Police have told BBC News that there's another possibility they can't discount - No Drone. Interesting, I thought there were cast-iron witness reports/sightings? If police are correct in this statement then it wasn't seen by them or the military during their operation?
 
Police have told BBC News that there's another possibility they can't discount - No Drone. Interesting, I thought there were cast-iron witness reports/sightings? If police are correct in this statement then it wasn't seen by them or the military during their operation?
I suggest this conversation be moved to the UFO thread.

Just kidding.
 
Misidentification of the planet Venus, light reflecting off a duck's bottom as well as mass hallucination and hoax now leap to the top of the possibilities!

With over 50 reported sightings, you've got a UFO case for the ages.

An officer investigating the drone chaos at Gatwick Airport says there is no footage of the device which sparked it and it is "a possibility" there never was one.

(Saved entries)
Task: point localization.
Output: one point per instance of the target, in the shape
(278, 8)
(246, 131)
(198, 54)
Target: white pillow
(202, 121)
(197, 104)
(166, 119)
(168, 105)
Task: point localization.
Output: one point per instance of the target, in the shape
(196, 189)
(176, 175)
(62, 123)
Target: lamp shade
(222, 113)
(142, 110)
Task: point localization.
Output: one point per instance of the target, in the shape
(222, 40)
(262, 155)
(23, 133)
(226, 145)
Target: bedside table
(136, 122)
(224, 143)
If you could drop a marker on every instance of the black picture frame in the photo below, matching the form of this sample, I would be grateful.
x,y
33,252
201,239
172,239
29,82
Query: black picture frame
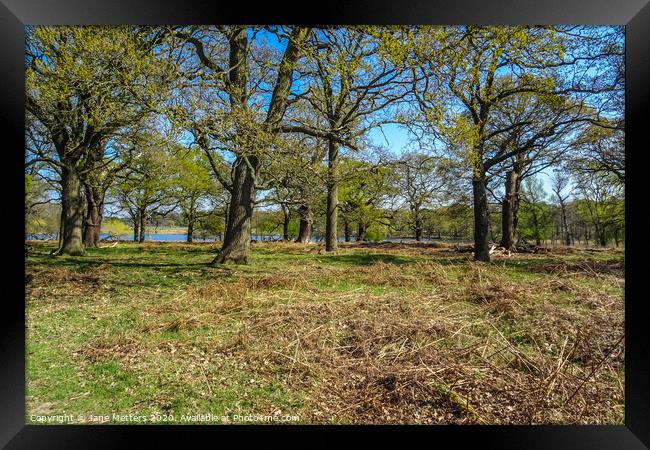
x,y
635,14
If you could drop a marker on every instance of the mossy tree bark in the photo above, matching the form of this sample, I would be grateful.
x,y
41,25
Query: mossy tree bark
x,y
306,223
331,219
72,212
481,219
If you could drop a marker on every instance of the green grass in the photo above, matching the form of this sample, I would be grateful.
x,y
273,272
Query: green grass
x,y
154,329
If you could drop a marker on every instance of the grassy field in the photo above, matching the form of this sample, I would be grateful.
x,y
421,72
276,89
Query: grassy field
x,y
378,333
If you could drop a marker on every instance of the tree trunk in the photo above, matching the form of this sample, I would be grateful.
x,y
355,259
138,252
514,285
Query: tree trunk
x,y
481,221
361,232
306,222
72,213
565,226
142,227
285,223
418,231
418,224
190,230
236,242
331,222
94,215
136,231
508,211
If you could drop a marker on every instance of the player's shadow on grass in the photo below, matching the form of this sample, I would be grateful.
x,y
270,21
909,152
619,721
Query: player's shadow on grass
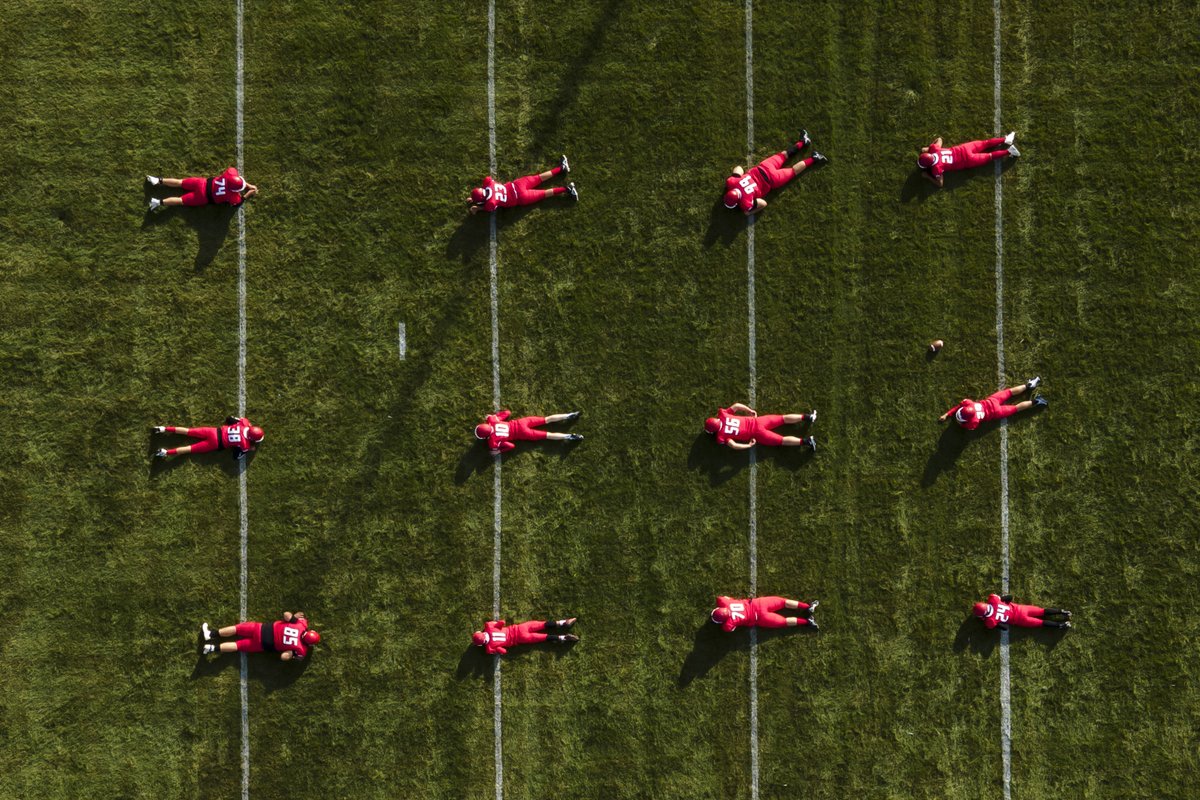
x,y
222,458
982,641
955,439
477,663
478,457
719,462
921,188
210,223
713,643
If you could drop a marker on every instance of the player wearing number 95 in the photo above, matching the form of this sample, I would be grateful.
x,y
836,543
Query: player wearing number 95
x,y
291,637
501,429
733,428
237,434
747,190
761,612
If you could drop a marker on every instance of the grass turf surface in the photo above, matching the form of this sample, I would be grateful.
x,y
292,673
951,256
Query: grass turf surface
x,y
371,509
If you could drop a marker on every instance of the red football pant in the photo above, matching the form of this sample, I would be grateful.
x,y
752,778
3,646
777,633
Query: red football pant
x,y
765,432
994,407
195,191
209,439
528,632
528,192
774,172
973,152
767,615
250,637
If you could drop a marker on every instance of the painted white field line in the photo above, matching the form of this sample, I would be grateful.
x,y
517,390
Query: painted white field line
x,y
753,356
497,695
241,398
1006,702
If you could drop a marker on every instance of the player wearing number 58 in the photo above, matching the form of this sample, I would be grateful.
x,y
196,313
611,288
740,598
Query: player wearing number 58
x,y
227,188
748,190
291,637
762,612
741,427
237,434
501,429
523,191
936,160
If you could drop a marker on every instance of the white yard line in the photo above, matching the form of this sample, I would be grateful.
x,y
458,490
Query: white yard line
x,y
244,516
1006,703
497,695
753,356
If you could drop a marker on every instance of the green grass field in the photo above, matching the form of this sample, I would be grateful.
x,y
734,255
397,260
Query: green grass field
x,y
370,504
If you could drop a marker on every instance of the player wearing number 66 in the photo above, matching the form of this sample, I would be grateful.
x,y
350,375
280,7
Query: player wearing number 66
x,y
501,429
237,434
741,427
747,190
291,637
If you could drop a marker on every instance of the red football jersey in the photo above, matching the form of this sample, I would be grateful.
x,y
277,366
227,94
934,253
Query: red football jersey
x,y
743,613
237,437
498,196
736,427
227,187
287,636
753,184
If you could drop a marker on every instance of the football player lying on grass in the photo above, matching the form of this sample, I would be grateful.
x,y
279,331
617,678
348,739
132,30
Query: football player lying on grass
x,y
291,637
227,188
748,190
497,636
760,612
741,427
237,434
1000,612
501,429
971,414
523,191
935,160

Instructions:
1. Say whether each statement agrees with the Gatwick drone discussion, answering yes or no and quoting the words that decide it: (a) Police told BBC News they cannot rule out that there was no drone. (b) The officer investigating says footage of the device exists. (c) More than 50 sightings were reported.
2. Please continue the Gatwick drone discussion from its last sentence.
These items are separate material with no connection to the Gatwick drone discussion.

Task-by-task answers:
1.
(a) Yes: "Police have told BBC News that there's another possibility they can't discount - No Drone."
(b) No: "there is no footage of the device which sparked it"
(c) Yes: "With over 50 reported sightings"

2.
Asked about speculation there was never such a drone flown over the airport, Detective Chief Superintendent Jason Tingley told the BBC: "Of course, that's a possibility. We are working with human beings saying they have seen something.
https://www.standard.co.uk/news/uk/...ibility-there-was-never-a-drone-a4024626.html

Edit:
Other than the video taken by a passenger in the departure lounge, not a single passenger has seen the object.
The only people who have reported to have seen the "drone" are either A: employees of the airport or B: some one in the security services.
So the possibility of human conspiracy cannot be excluded either.